By Scott Meacham
Copyright © 2013, The Oklahoma Publishing Company
Innovation — introducing new methods, ideas, or products — is the lifeblood of every growing economy.
From the world’s largest, most technologically advanced superpowers to the rural counties of Oklahoma, few of us would argue against this point.
In fact, our collective belief in the powers of innovation is so strong, that I’d be willing to bet that if there was a proven formula for innovation, citizens across our state would be lining up for it.
The challenge, of course, is that there is no proven formula. There are no guarantees that legislation, programs, investments or other activities intended to spur the innovations that create new jobs will succeed. Pursuing innovation is a very risky path; by its very nature, it is packed with unknowns.
What we do know with certainty is that knowledge and innovation go hand in hand.
Knowledge is both static and dynamic. Static in the sense that at any point in time, there is a world of knowledge out there, knowledge that can be Googled or learned in school. Knowledge is dynamic in that it constantly changes over time at an ever-increasing rate.

Collected data entries:

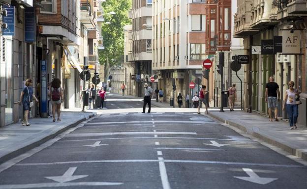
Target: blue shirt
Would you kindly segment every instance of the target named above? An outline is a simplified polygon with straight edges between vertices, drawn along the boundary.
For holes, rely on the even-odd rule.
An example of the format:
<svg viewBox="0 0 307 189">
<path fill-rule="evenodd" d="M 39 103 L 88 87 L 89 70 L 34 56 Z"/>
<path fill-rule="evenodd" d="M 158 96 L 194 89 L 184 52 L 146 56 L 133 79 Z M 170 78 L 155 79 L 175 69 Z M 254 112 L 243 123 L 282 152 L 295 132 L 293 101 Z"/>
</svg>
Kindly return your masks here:
<svg viewBox="0 0 307 189">
<path fill-rule="evenodd" d="M 29 89 L 29 92 L 28 92 L 27 88 Z M 33 88 L 32 88 L 31 86 L 30 86 L 28 87 L 26 86 L 24 88 L 23 92 L 24 92 L 24 96 L 23 97 L 23 102 L 27 102 L 30 103 L 30 102 L 29 102 L 29 93 L 30 97 L 30 101 L 32 101 L 32 96 L 33 95 Z"/>
</svg>

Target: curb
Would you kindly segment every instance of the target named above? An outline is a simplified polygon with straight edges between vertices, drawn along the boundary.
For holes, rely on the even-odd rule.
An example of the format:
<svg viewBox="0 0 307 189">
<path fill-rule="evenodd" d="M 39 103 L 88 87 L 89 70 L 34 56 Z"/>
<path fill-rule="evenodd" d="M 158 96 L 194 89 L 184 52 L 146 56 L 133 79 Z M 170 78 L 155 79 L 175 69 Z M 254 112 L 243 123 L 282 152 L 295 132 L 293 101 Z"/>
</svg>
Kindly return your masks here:
<svg viewBox="0 0 307 189">
<path fill-rule="evenodd" d="M 282 150 L 290 153 L 293 156 L 295 156 L 298 158 L 302 158 L 303 160 L 307 161 L 307 149 L 298 149 L 293 148 L 286 144 L 284 144 L 282 142 L 277 141 L 277 140 L 274 140 L 269 136 L 266 136 L 261 133 L 258 133 L 256 131 L 254 130 L 247 129 L 243 124 L 240 123 L 235 123 L 232 121 L 229 121 L 227 119 L 225 119 L 221 117 L 220 117 L 217 115 L 214 115 L 211 113 L 209 113 L 209 115 L 212 117 L 214 118 L 215 119 L 226 124 L 227 124 L 232 126 L 235 127 L 239 130 L 242 131 L 252 136 L 258 138 L 265 142 L 267 142 L 270 144 L 276 146 L 278 148 L 281 148 Z"/>
<path fill-rule="evenodd" d="M 60 135 L 60 134 L 64 132 L 64 131 L 70 129 L 72 127 L 76 127 L 77 125 L 79 125 L 80 123 L 86 121 L 90 118 L 91 118 L 93 117 L 94 117 L 96 115 L 96 113 L 92 113 L 89 115 L 86 115 L 85 117 L 77 121 L 76 122 L 73 123 L 70 125 L 68 125 L 66 126 L 65 126 L 64 128 L 61 129 L 56 131 L 54 133 L 52 133 L 49 135 L 47 135 L 40 139 L 36 141 L 33 143 L 32 143 L 30 144 L 29 144 L 26 146 L 24 146 L 21 148 L 17 149 L 13 152 L 11 152 L 5 155 L 4 156 L 0 157 L 0 164 L 5 162 L 12 159 L 30 150 L 31 150 L 41 144 L 47 142 L 50 139 L 55 138 L 56 136 Z M 52 132 L 53 131 L 52 131 L 51 132 Z"/>
</svg>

Problem 1: List the three things the column on innovation names as being introduced when innovation happens.
Problem 2: Rewrite the paragraph of the column on innovation that begins "The challenge, of course," in a shorter form that keeps its main facts.
Problem 3: Continue the column on innovation from its last sentence.
The records stand apart from the column on innovation and are separate material.

Exercise answer 1: methods, ideas, products

Exercise answer 2: No proven formula for innovation exists, and nothing guarantees that legislation, programs, investments or other efforts meant to spur job-creating innovation will succeed. Pursuing innovation is very risky and full of unknowns.

Exercise answer 3:
Innovation is the movement of knowledge along that curve. It is these advancements in knowledge, or innovations, that create economic opportunities and job growth.
Innovation can be as simple as a paper clip — just a wire with three bends, or as complex as drugs to cure cancer or treat Crohn’s disease. It’s the idea of taking what we know and doing something different, rather than doing the same thing more efficiently.
Oklahoma can’t grow jobs in the long term without innovation. We can’t have innovation without knowledge. We won’t have either one without investment.
As a state, we have developed a continuum of private/public sources of investment capital managed by i2E Inc. We are working together with the Oklahoma Center for the Advancement of Science and Technology (OCAST) and others to create a seamless research to commercialization pipeline for discoveries that occur in our research institutions and universities.
We have a great start on creating an innovation machine. But we have to feed that machine with science and invention on the front end to produce a constant stream of job-creating innovative businesses.
We need to become more deliberate about broadening our homegrown knowledge base. One good place to start would be to increase our emphasis on math and science education.
Scott Meacham is president and CEO of i2E Inc., a nonprofit corporation that mentors many of the state’s technology-based startup companies. i2E receives state appropriations from the Oklahoma Center for the Advancement of Science and Technology. Contact Meacham at i2E_Comments@i2E.org.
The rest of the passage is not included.